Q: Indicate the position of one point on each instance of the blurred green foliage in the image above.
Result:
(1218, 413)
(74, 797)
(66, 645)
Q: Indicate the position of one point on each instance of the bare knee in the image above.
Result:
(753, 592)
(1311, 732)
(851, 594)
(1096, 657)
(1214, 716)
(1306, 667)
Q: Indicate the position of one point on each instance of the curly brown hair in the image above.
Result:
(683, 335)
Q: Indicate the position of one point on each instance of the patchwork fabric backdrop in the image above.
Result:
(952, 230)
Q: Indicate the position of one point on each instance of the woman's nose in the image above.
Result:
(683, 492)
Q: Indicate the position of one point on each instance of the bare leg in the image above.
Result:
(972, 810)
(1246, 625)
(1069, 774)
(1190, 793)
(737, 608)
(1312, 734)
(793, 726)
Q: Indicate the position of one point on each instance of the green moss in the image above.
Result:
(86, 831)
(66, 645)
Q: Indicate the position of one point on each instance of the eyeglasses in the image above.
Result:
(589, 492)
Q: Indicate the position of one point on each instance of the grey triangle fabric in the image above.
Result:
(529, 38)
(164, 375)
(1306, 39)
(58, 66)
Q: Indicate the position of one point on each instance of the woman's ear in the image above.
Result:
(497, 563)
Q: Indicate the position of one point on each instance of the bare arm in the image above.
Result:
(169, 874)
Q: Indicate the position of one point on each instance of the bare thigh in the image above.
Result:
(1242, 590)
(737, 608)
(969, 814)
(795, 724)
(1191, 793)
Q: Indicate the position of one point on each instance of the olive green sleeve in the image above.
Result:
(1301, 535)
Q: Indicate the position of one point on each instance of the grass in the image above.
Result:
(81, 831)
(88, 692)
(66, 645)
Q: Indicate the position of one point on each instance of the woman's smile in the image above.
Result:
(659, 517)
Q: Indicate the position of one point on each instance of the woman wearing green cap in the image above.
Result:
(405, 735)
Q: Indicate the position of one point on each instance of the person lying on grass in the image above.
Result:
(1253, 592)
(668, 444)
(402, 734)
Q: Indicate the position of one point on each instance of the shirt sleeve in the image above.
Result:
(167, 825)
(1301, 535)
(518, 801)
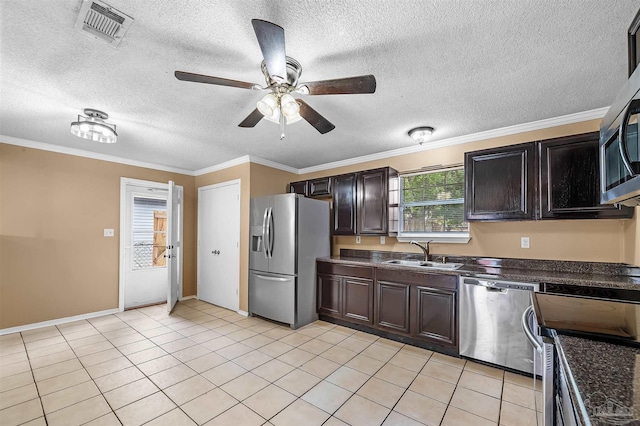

============================================================

# Stated task
Render the stretch from the line containing "hair in the image above." through the end of the rows as a Markdown table with columns n and Line, numbering each line and skipping any blank ones. Leave the pictures out of the table.

# Task solution
| n | Line |
|---|---|
| 1 | Q: Indicate the position of one point on each instance of the curly brown hair in the image above. |
| 2 | Result: |
| 3 | (683, 335) |
| 4 | Q: Indicate the position of one point on each instance of the patchwork fabric backdrop in the image above. |
| 5 | Result: |
| 6 | (952, 230) |
| 7 | Q: Indicate the position of one point on each instance of the woman's nose in the image above. |
| 8 | Result: |
| 9 | (683, 492) |
| 10 | Q: Indicate the position of one point on each instance of the bare leg in the image above. |
| 11 | Result: |
| 12 | (972, 810) |
| 13 | (1246, 625) |
| 14 | (1069, 774) |
| 15 | (1190, 793) |
| 16 | (737, 608) |
| 17 | (1312, 734) |
| 18 | (793, 726) |
| 19 | Q: Indicate the position of one point on each instance of the green moss in the image above. |
| 20 | Result: |
| 21 | (86, 831) |
| 22 | (66, 645) |
| 23 | Q: Indicate the position of one point on each instance of the eyeglasses in the image above. |
| 24 | Result: |
| 25 | (589, 492) |
| 26 | Q: Indicate the position of one point on each instance of the grey triangle fabric in the image above. |
| 27 | Result: |
| 28 | (529, 38) |
| 29 | (164, 375) |
| 30 | (1306, 39) |
| 31 | (58, 66) |
| 32 | Q: Indicate the position of one point on each instance of the woman's ear in the image above. |
| 33 | Result: |
| 34 | (497, 563) |
| 35 | Q: Indicate the position of one point on each instance of the bare arm in the image above. |
| 36 | Result: |
| 37 | (169, 874) |
| 38 | Q: Indicate the position of one point on each instance of the bare thigh in the image above. |
| 39 | Result: |
| 40 | (1242, 590) |
| 41 | (737, 608) |
| 42 | (969, 814) |
| 43 | (795, 724) |
| 44 | (1191, 793) |
| 45 | Q: Indicate the position of one point on each instance of the olive green sleeve in the image above. |
| 46 | Result: |
| 47 | (1301, 535) |
| 48 | Q: Indicate the position of one point on each instance of the grass in the image above. |
| 49 | Result: |
| 50 | (81, 831) |
| 51 | (88, 692) |
| 52 | (66, 645) |
| 53 | Q: Indicate the position of one point on each instance of the woman's smile in the image above. |
| 54 | Result: |
| 55 | (659, 517) |
| 56 | Q: Indicate the position of one point on each instance of the woman wearing green cap in the image above. |
| 57 | Result: |
| 58 | (405, 735) |
| 59 | Q: Indicate the position of one point on each instance of the person lying on grass in the image above. |
| 60 | Result: |
| 61 | (1253, 592) |
| 62 | (668, 444) |
| 63 | (402, 734) |
| 64 | Q: Indicate the position of one point on each instance of the shirt sleeve in the image above. |
| 65 | Result: |
| 66 | (167, 825) |
| 67 | (1301, 535) |
| 68 | (518, 801) |